▸ STUDIETEKST
Uitspraak
OVERWEGINGEN
BESLISSING
- verklaart het hoger beroep van het college niet-ontvankelijk;
- bevestigt de aangevallen uitspraak.
Centrale Raad van Beroep
Op 4 november 2021 heeft de Centrale Raad van Beroep uitspraak gedaan in de hoger beroepen van een ambtenaar tegen het college van burgemeester en wethouders van Landsmeer. De zaak betreft het ontslag van de ambtenaar, die sinds 2008 werkzaam was bij de gemeente, en de toekenning van uitkeringen na ontslag. De rechtbank Noord-Holland had eerder het beroep van de ambtenaar tegen het ontslag ongegrond verklaard, maar het beroep tegen de weigering van een na-wettelijke uitkering gegrond verklaard. De ambtenaar had bezwaar gemaakt tegen het besluit van het college om haar geen na-wettelijke uitkering toe te kennen en om de hoogte van de aanvullende uitkering te betwisten.

▸ OPDRACHT 1
Som alle rechterlijke oordelen op die de tekst over de ontslagzaak vermeldt. Noem bij elk oordeel het beroep of de uitspraak waarop het betrekking heeft.
▸ OPDRACHT 2
Schrijf de tekst over de ontslagzaak verder, te beginnen na de laatste zin.

▸ OPGESLAGEN GEGEVENS
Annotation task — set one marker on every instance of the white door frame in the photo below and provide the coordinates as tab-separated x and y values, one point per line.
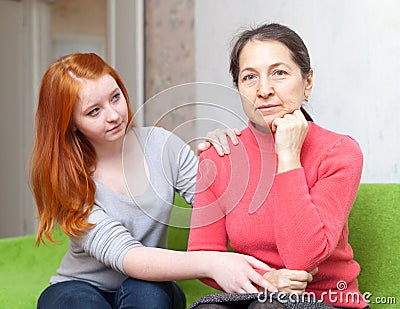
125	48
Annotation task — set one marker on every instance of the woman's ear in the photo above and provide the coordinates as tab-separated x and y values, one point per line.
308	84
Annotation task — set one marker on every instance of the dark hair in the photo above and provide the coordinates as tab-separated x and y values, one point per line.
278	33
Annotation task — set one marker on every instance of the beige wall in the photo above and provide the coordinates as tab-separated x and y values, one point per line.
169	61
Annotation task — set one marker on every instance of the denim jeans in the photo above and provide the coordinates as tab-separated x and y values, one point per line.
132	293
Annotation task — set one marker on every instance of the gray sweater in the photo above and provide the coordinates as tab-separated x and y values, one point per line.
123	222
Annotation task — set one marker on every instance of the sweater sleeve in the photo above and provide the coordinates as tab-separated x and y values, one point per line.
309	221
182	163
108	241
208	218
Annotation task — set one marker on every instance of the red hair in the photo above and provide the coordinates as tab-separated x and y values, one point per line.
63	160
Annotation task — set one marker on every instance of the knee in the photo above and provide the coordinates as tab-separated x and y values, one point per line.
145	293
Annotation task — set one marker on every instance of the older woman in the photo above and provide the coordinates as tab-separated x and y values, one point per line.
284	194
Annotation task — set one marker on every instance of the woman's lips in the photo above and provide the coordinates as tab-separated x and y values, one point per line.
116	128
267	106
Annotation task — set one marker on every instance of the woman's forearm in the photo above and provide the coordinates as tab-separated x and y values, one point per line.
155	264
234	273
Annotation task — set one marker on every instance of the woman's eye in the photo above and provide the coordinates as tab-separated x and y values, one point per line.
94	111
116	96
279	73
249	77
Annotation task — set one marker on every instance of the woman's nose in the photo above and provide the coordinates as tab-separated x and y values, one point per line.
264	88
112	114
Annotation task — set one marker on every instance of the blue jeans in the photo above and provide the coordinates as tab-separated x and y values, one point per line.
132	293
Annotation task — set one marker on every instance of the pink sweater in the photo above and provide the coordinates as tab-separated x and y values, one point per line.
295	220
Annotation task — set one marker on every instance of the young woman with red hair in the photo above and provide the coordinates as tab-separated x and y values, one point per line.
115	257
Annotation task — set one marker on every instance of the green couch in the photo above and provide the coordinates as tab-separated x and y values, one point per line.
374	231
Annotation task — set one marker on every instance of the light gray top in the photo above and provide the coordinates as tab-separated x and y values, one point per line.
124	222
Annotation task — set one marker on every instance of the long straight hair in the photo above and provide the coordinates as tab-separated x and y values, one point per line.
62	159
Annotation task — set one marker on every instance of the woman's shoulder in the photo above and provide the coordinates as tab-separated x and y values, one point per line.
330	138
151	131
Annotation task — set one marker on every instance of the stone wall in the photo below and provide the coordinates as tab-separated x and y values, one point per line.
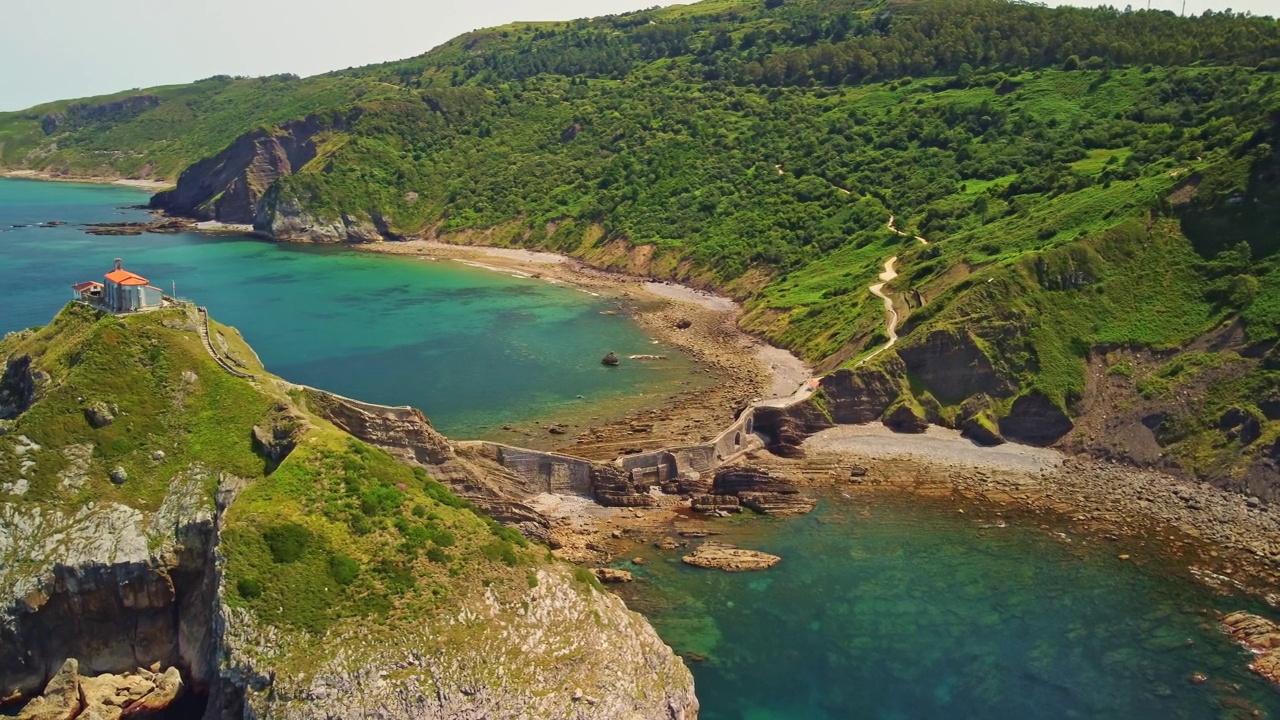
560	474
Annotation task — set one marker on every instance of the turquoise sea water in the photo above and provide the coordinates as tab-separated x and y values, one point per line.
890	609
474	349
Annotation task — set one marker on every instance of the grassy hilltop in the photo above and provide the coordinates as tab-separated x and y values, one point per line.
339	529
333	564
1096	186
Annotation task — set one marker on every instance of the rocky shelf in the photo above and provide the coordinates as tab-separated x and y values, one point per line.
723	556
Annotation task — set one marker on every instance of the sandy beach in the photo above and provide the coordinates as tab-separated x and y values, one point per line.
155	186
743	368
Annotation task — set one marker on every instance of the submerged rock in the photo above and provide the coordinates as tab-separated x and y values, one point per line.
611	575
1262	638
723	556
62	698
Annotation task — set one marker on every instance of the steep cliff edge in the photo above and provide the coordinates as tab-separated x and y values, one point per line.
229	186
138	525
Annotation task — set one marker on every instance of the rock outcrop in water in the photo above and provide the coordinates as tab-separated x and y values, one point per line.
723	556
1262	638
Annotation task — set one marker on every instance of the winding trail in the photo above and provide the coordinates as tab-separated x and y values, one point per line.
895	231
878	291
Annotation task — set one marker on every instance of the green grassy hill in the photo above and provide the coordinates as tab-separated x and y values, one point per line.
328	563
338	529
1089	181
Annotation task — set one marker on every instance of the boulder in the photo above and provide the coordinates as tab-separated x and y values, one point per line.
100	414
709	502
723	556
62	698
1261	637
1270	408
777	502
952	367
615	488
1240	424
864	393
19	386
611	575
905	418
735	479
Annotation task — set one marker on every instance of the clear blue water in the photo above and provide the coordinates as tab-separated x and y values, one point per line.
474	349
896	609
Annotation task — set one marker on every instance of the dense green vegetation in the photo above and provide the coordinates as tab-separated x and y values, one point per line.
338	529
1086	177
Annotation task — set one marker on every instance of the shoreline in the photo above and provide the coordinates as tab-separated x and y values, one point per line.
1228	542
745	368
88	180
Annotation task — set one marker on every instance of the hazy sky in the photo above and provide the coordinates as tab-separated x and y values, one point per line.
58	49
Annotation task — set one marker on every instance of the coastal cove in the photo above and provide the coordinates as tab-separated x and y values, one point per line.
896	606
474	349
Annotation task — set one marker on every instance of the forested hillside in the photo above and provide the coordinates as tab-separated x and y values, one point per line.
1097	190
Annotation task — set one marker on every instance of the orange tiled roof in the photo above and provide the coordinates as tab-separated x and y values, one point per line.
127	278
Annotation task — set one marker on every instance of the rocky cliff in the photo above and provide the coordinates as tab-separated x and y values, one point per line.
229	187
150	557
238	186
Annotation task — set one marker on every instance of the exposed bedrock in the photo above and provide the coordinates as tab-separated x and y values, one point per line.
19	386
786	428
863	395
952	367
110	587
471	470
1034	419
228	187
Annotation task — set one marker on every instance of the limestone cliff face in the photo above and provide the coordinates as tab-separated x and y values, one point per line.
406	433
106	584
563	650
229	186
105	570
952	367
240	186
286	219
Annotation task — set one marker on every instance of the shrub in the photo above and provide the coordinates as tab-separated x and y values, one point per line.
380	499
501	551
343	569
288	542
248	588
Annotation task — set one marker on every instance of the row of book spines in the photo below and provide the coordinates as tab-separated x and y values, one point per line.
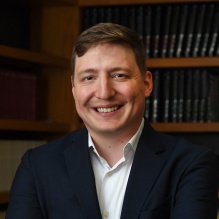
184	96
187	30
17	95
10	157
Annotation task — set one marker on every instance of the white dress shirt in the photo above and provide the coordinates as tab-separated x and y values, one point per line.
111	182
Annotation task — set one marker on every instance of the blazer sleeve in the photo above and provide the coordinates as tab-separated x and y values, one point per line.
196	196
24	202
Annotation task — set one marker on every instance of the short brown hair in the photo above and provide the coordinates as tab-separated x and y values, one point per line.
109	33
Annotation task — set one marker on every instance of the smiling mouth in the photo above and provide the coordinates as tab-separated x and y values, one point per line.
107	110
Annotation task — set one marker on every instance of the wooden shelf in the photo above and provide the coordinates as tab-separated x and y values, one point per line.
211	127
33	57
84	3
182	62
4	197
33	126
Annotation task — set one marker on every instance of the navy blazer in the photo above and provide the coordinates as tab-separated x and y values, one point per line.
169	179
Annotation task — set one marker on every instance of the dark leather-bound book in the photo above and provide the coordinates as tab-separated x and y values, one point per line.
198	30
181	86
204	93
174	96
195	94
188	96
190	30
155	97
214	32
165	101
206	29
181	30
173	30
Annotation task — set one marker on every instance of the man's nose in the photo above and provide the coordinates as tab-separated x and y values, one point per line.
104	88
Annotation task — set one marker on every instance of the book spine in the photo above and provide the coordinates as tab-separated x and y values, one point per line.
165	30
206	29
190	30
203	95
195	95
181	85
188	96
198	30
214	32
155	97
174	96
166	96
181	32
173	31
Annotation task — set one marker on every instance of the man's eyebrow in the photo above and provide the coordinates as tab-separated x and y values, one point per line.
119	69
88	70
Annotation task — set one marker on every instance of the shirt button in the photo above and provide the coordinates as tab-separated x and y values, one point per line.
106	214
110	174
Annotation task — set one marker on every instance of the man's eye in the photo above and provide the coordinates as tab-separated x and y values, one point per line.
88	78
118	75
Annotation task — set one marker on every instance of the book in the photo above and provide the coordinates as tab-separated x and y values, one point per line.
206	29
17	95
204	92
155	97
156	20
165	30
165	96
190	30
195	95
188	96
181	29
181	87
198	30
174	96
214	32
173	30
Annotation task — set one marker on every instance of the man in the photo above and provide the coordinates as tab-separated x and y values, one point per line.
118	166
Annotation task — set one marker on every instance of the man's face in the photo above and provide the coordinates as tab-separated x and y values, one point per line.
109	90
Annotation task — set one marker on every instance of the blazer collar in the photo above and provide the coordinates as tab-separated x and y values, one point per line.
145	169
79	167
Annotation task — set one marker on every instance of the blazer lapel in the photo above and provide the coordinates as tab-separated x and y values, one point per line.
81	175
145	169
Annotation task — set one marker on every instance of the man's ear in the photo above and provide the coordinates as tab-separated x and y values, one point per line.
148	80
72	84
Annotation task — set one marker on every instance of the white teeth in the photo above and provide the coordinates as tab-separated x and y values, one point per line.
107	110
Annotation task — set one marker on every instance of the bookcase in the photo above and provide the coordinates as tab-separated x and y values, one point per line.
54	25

▸ UITWERKING 1
- Het hoger beroep van het college wordt niet-ontvankelijk verklaard.
- De aangevallen uitspraak wordt bevestigd.
- Het beroep van de ambtenaar tegen het ontslag is door de rechtbank Noord-Holland ongegrond verklaard.
- Het beroep tegen de weigering van een na-wettelijke uitkering is door de rechtbank Noord-Holland gegrond verklaard.

▸ UITWERKING 2
Tijdens de zitting op 23 september 2021 is gebleken dat de ambtenaar inmiddels een nieuwe aanstelling had bij een andere gemeente, waardoor het procesbelang voor de na-wettelijke uitkering niet meer aanwezig was. De Raad oordeelde dat het hoger beroep van het college niet-ontvankelijk moest worden verklaard. De Raad bevestigde de uitspraak van de rechtbank met betrekking tot de aanvullende uitkering, waarbij de ambtenaar had aangevoerd dat het Individueel Keuze Budget ten onrechte niet was meegenomen in de berekening. De Raad oordeelde dat de wijziging van de regelgeving geen terugwerkende kracht had en dat de beroepsgrond van de ambtenaar niet slaagde.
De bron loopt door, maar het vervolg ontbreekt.